- _EXERCISE DETAILS_
Copy out each line featuring the string "water" from the entries beneath.

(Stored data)
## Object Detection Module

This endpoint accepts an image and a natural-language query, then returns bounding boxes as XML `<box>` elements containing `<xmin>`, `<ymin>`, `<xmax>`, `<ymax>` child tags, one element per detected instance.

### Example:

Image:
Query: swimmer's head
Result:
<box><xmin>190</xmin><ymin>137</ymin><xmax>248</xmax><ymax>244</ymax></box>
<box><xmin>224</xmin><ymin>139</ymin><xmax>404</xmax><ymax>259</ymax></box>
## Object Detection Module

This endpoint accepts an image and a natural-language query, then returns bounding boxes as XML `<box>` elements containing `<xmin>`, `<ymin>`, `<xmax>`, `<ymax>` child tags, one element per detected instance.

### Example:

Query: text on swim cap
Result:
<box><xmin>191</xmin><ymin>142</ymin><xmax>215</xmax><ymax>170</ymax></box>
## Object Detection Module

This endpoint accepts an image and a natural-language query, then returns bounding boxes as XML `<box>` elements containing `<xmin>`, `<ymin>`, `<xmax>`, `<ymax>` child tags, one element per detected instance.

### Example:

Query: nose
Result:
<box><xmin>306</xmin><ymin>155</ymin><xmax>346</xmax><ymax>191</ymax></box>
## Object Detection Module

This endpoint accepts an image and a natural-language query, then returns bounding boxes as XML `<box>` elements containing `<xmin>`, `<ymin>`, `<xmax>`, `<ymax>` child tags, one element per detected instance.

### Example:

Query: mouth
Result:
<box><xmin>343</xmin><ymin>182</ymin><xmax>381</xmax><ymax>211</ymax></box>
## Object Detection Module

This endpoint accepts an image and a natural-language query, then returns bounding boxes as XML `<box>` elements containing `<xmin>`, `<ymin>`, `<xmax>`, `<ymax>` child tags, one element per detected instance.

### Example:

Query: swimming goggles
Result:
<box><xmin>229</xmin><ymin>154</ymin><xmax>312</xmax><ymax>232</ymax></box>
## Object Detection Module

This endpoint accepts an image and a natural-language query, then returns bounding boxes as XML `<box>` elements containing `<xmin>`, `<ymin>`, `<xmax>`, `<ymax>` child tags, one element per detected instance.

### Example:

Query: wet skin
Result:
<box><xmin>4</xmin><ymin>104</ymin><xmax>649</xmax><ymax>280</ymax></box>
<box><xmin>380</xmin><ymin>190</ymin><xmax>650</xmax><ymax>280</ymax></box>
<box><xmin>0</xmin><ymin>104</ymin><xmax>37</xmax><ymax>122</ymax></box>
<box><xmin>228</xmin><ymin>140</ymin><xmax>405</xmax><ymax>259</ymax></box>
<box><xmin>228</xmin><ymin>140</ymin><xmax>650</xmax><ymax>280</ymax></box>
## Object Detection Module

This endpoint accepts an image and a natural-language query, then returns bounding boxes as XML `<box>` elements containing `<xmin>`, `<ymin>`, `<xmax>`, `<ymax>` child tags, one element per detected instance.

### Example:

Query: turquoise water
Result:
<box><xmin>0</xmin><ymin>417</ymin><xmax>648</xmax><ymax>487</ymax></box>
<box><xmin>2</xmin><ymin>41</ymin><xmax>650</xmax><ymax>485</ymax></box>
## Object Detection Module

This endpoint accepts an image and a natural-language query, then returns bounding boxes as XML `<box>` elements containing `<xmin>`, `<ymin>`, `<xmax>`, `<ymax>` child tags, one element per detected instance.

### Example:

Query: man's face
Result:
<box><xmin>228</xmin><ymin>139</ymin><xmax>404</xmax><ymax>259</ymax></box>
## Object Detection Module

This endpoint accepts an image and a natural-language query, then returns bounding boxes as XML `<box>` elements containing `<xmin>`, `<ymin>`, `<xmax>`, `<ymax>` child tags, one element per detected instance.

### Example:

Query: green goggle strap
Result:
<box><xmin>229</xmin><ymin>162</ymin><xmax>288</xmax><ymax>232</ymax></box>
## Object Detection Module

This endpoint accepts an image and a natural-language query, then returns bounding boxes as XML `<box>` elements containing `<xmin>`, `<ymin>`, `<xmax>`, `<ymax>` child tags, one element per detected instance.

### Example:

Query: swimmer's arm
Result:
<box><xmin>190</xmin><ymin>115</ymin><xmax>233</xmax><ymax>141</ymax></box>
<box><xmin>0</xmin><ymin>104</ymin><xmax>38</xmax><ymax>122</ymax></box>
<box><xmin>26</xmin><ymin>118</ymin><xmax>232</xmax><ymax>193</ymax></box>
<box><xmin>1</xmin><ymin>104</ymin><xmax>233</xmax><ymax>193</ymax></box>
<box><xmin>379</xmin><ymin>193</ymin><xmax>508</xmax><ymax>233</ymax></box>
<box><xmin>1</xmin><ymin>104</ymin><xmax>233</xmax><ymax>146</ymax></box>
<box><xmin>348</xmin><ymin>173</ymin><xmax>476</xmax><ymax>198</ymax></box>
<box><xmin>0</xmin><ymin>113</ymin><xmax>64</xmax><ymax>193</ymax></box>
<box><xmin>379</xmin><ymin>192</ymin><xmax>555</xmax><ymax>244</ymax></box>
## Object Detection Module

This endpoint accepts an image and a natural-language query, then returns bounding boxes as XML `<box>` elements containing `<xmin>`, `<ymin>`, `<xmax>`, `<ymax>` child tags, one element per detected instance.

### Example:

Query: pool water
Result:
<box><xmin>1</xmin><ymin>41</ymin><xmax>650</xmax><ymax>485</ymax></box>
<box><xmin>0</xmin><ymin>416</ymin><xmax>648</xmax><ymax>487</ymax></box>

- _EXERCISE RESULT_
Query: turquoise water
Query: pool water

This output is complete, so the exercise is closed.